Are elk causing mule deer to decline?
Can mule deer and elk coexist within the same habitat? A new five-year study launching this Sunday aims to determine this, following the swift decline in mule deer numbers that has biologists hypothesizing that the southwest elk herds may actually be beating mule deer to food sources.
Researchers with the University of Wyoming (UW), the Wyoming Game and Fish Department (WGFD) and the Muley Fanatic Foundation (MFF) will put tracking collars on 35 elk and 50 mule deer to compare diet, predators, disease and any other factors of the two species, according to Wyoming Public Radio. Funding for the $1.4 million study comes from both the MFF and the WGFD.
MFF co-founder Joshua Coursey says that the difference in the survival between the two species may be due to diet. He told Wyoming Public Radio that “Elk are truly a grazer and deer are truly a browser. And so one is a very picky eater and the other will eat anything. Because of that, with the drought we've seen in that country, obviously a loss of groceries for mule deer makes them vulnerable.”
Additionally, Coursey notes that mule deer numbers have been impacted across the entire state – not just the Rock Springs herd – with a total population decline of almost 40% over the last few decades. Kevin Monteith, a UW professor leading the project, notes that elk did not “historically roam south of Rock Springs in large numbers,” yet over the past few decades elk numbers have continued to increase while mule deer numbers recede.
While researchers may not have answers immediately, a project of this caliber will hopefully begin to piece together the reasons behind the decline of mule deer within the state, with a specific focus on the Rock Springs herd.
“This isn’t just a one-shot-and-you’re-done project,” says Coursey. “This is going to be the most truth-telling research project showing what’s actually happening on the ground.”

* [Assignment]:
Answer these questions from the article on elk and mule deer.
(a) How many elk and how many mule deer will be fitted with tracking collars?
(b) What role does Kevin Monteith have in the project?
(c) How much has the mule deer population declined statewide?
None of the material after the article is needed.

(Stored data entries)
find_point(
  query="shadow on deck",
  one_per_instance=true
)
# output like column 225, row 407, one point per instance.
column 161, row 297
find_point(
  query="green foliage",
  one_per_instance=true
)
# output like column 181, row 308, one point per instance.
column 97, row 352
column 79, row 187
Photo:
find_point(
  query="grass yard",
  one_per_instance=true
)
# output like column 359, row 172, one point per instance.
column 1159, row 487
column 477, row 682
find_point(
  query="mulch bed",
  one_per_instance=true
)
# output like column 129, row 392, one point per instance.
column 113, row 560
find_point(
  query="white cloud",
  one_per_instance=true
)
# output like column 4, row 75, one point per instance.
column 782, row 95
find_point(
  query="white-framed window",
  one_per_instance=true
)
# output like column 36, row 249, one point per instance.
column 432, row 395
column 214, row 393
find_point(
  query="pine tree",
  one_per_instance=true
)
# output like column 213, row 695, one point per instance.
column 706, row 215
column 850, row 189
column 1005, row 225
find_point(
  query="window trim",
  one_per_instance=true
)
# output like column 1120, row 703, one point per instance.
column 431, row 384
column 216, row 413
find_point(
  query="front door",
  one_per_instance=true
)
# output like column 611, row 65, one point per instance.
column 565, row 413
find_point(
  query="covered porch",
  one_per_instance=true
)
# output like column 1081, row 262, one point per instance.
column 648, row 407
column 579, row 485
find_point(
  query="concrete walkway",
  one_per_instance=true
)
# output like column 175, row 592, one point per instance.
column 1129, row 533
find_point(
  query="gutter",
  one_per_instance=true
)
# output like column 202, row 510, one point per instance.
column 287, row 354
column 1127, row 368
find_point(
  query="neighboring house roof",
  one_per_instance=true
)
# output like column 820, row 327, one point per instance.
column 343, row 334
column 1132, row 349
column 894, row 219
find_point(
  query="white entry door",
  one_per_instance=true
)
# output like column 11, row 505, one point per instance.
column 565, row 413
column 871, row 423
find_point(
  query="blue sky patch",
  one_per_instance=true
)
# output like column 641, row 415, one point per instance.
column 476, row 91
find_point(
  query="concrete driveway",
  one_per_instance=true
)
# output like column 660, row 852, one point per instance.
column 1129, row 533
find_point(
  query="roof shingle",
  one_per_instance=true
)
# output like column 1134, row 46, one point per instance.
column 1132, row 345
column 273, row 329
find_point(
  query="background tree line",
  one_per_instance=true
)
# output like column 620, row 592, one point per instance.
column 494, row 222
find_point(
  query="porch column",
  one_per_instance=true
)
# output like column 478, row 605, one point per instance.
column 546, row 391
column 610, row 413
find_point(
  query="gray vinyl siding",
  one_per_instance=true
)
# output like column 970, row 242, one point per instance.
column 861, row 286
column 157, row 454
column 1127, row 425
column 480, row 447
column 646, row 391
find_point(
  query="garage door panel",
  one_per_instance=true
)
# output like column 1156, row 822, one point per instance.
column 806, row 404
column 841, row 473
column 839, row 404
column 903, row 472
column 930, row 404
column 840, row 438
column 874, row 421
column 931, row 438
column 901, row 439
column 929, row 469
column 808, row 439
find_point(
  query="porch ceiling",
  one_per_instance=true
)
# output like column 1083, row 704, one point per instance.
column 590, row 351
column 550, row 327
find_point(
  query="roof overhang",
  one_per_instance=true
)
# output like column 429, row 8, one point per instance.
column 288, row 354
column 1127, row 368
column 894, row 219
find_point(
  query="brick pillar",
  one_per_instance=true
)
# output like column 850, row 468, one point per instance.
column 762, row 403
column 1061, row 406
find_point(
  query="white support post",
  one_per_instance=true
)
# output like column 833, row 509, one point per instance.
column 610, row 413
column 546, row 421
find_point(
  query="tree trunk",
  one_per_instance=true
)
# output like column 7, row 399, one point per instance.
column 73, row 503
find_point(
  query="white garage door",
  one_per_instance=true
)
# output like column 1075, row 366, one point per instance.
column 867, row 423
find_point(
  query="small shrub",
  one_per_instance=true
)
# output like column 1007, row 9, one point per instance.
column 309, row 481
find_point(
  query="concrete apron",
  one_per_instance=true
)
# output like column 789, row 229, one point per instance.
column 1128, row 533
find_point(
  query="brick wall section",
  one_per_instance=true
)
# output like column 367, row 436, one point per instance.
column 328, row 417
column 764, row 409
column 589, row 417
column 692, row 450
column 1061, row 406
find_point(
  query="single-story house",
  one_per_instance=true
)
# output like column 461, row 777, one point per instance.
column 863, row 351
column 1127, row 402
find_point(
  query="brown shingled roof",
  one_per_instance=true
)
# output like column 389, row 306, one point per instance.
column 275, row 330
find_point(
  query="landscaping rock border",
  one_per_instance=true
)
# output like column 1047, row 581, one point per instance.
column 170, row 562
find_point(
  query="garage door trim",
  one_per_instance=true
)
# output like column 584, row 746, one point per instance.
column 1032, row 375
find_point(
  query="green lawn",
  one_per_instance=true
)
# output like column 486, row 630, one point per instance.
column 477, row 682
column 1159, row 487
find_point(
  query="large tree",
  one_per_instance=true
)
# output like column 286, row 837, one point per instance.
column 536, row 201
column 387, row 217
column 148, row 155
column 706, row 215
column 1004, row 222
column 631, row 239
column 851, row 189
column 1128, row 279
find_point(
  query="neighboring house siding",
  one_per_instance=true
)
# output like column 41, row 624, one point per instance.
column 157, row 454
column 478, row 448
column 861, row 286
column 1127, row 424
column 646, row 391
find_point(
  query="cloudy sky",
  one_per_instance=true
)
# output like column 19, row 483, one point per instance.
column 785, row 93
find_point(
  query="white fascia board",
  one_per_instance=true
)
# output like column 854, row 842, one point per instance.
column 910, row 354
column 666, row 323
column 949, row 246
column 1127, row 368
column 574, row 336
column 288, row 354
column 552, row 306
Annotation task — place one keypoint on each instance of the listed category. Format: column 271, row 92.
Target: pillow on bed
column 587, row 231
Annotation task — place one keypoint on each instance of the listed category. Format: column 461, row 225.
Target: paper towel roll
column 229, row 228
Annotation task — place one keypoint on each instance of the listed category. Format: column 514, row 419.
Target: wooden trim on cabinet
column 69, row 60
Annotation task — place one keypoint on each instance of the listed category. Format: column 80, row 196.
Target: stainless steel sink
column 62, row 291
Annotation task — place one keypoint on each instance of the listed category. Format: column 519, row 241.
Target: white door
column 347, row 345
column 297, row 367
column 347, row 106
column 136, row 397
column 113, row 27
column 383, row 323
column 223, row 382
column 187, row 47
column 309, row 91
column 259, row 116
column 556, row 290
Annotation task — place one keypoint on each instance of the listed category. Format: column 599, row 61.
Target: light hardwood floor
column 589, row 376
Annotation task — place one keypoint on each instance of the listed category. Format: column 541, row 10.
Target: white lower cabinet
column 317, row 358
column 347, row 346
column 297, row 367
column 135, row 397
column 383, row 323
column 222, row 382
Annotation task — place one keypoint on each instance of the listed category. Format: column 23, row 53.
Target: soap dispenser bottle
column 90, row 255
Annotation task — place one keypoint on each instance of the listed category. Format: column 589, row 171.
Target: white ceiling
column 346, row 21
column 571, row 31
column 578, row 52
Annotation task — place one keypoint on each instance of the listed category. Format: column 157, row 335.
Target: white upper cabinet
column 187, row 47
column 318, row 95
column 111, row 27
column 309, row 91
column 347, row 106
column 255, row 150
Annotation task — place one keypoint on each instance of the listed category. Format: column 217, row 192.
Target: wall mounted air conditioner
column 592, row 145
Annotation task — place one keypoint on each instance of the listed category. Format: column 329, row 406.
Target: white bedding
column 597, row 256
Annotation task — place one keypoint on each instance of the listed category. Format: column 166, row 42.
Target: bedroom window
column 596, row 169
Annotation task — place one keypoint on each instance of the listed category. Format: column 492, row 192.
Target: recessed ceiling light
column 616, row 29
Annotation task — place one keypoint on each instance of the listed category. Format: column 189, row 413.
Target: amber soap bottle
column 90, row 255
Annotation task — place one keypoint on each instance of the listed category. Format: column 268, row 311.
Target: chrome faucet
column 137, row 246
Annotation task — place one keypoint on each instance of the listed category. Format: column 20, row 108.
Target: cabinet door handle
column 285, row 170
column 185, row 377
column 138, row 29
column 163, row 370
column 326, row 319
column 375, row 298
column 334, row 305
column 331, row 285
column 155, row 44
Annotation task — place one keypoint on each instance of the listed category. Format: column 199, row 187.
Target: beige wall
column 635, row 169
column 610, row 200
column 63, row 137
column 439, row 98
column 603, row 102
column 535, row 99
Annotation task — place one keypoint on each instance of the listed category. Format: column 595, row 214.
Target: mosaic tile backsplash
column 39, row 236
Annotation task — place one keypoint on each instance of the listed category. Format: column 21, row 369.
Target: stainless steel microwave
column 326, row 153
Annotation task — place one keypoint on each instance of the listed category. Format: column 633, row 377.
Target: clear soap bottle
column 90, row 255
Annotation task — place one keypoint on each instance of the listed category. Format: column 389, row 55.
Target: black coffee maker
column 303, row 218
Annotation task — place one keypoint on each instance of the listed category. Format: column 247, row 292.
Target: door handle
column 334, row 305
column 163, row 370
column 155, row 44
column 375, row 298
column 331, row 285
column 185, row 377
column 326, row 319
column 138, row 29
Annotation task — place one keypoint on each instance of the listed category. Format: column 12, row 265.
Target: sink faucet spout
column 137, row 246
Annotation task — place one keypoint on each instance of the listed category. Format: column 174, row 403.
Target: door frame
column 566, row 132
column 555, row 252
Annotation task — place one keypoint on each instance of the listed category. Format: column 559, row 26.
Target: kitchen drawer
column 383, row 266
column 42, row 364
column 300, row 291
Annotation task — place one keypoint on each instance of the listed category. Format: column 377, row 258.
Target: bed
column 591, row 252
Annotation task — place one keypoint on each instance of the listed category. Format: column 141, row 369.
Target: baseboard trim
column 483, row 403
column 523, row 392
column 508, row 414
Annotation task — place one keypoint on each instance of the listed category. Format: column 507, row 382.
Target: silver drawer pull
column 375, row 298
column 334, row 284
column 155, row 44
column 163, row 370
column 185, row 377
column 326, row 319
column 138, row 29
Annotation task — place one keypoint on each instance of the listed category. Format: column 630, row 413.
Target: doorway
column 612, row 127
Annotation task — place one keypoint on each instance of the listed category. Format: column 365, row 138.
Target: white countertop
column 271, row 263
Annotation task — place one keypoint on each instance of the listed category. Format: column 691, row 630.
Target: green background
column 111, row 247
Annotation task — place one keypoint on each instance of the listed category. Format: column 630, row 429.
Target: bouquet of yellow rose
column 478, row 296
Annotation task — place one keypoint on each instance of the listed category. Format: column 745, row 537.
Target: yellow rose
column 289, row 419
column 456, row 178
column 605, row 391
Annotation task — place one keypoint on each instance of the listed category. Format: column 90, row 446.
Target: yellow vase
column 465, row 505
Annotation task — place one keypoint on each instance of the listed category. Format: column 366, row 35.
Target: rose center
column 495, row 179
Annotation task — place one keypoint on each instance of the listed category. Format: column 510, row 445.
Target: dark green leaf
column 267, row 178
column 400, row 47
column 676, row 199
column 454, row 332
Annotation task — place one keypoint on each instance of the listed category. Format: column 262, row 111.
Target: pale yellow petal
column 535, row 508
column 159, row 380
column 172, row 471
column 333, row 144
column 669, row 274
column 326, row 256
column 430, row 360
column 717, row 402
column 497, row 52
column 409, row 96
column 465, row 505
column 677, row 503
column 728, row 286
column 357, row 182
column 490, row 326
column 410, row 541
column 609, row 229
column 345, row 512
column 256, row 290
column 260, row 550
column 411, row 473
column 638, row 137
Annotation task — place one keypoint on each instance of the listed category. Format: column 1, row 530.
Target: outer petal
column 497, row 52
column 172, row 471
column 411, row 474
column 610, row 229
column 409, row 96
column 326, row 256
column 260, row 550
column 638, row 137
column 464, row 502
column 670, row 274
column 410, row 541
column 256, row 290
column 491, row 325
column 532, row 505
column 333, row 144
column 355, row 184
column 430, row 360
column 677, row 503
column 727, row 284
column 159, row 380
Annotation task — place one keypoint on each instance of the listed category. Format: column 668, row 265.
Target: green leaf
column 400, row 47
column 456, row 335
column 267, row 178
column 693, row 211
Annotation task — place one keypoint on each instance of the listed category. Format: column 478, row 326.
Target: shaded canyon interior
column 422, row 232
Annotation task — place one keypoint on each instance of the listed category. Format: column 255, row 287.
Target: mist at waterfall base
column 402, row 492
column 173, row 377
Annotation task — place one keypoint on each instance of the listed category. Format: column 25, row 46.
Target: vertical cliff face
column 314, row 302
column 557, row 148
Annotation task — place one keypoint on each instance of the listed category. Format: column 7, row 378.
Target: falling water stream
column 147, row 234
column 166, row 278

* [Your response]:
(a) 35 elk and 50 mule deer.
(b) He is a University of Wyoming professor who is leading the project.
(c) By almost 40% over the last few decades.